1000 Piazzia, provisional designation ', is a carbonaceous background asteroid from the outer region of the asteroid belt, approximately 48 km in diameter. It was discovered on 12 August 1923, by German astronomer Karl Reinmuth at Heidelberg Observatory in southern Germany. The C-type asteroid has a rotation period of 9.5 hours. It was named after Italian Giuseppe Piazzi, who discovered 1 Ceres.

== Orbit and classification ==

Orbit of Piazzia (blue), the inner planets and Jupiter

Piazzia is a non-family asteroid from the main belt's background population. It orbits the Sun in the outer asteroid belt at a distance of 2.4–4.0 AU once every 5 years and 8 months (2,063 days; semi-major axis of 3.17 AU). Its orbit has an eccentricity of 0.26 and an inclination of 21° with respect to the ecliptic. As no precoveries were taken, the body's observation arc begins with its first recorded observation on the night following its official discovery date.

**MATERIAL SHOWN:**
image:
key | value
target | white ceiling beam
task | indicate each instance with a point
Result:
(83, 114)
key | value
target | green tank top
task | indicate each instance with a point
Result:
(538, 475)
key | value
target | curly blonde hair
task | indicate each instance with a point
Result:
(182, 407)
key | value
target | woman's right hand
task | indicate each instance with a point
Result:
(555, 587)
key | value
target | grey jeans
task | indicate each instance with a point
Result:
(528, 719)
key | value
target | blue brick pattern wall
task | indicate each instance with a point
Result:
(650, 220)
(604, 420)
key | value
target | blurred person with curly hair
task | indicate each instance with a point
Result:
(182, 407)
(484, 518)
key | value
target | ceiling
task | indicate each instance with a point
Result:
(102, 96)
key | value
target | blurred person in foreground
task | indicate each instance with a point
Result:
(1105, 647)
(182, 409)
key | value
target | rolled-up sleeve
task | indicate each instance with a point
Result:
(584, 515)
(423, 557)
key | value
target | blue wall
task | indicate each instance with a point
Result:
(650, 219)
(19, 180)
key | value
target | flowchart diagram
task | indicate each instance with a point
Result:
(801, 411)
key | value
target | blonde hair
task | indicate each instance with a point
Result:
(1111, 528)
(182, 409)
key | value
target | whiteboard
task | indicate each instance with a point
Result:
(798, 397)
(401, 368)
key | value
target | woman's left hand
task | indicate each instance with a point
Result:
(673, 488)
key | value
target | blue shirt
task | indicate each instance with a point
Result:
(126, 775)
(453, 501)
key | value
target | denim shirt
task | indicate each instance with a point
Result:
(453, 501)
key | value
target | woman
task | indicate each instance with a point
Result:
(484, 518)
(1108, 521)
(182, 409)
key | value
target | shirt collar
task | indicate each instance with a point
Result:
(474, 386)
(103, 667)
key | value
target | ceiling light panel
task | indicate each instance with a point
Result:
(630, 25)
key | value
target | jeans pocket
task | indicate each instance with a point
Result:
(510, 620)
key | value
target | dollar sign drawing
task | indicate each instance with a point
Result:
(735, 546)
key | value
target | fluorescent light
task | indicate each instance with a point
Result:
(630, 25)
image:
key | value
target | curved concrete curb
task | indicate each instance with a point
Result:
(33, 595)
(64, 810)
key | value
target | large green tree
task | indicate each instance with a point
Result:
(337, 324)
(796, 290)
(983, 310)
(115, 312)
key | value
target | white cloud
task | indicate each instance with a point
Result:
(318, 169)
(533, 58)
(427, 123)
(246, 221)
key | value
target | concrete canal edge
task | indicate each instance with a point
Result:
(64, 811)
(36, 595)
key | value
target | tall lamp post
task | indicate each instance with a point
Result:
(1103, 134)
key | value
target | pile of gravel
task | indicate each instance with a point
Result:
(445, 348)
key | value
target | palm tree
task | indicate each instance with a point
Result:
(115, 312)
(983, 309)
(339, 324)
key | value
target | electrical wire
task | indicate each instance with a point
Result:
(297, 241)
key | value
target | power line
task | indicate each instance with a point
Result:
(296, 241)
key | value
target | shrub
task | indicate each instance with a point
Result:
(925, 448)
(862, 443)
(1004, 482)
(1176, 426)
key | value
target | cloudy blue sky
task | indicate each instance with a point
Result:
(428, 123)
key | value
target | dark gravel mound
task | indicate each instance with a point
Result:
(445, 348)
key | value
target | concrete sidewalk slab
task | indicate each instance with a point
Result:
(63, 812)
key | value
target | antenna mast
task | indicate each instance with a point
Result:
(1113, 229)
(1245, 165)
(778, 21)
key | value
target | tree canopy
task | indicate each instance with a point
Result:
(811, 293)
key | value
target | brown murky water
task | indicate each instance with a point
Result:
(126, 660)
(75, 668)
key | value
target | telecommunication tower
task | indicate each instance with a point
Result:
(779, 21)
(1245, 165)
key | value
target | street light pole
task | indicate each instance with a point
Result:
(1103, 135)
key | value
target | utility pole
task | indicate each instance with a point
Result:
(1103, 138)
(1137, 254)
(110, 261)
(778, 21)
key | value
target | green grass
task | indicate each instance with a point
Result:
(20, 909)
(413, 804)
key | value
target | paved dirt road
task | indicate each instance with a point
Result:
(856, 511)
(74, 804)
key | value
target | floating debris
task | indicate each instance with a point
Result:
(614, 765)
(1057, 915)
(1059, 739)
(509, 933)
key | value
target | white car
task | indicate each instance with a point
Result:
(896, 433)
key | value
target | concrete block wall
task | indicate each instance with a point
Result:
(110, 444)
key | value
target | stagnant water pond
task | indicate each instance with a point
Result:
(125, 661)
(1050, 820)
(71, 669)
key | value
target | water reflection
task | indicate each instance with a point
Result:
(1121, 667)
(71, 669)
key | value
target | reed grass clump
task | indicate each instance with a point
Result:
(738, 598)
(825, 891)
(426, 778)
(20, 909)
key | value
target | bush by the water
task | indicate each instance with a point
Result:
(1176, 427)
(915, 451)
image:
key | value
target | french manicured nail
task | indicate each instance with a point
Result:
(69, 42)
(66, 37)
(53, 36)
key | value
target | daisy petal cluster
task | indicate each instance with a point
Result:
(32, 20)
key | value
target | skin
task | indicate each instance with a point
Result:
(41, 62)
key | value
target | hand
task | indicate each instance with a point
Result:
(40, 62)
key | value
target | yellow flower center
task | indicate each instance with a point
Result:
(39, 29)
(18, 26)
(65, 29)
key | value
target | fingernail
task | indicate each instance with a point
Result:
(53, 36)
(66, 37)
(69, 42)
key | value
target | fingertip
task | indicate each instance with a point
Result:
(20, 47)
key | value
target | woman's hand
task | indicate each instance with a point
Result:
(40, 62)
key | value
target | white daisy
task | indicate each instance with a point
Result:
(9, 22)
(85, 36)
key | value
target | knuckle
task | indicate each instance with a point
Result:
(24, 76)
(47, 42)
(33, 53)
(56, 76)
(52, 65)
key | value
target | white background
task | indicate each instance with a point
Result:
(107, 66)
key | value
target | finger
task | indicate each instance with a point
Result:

**ACTIVITY:**
Please copy everything from "Orbit of Piazzia" down to "official discovery date." in the asteroid text, word for word.

**TASK SOLUTION:**
Orbit of Piazzia (blue), the inner planets and Jupiter

Piazzia is a non-family asteroid from the main belt's background population. It orbits the Sun in the outer asteroid belt at a distance of 2.4–4.0 AU once every 5 years and 8 months (2,063 days; semi-major axis of 3.17 AU). Its orbit has an eccentricity of 0.26 and an inclination of 21° with respect to the ecliptic. As no precoveries were taken, the body's observation arc begins with its first recorded observation on the night following its official discovery date.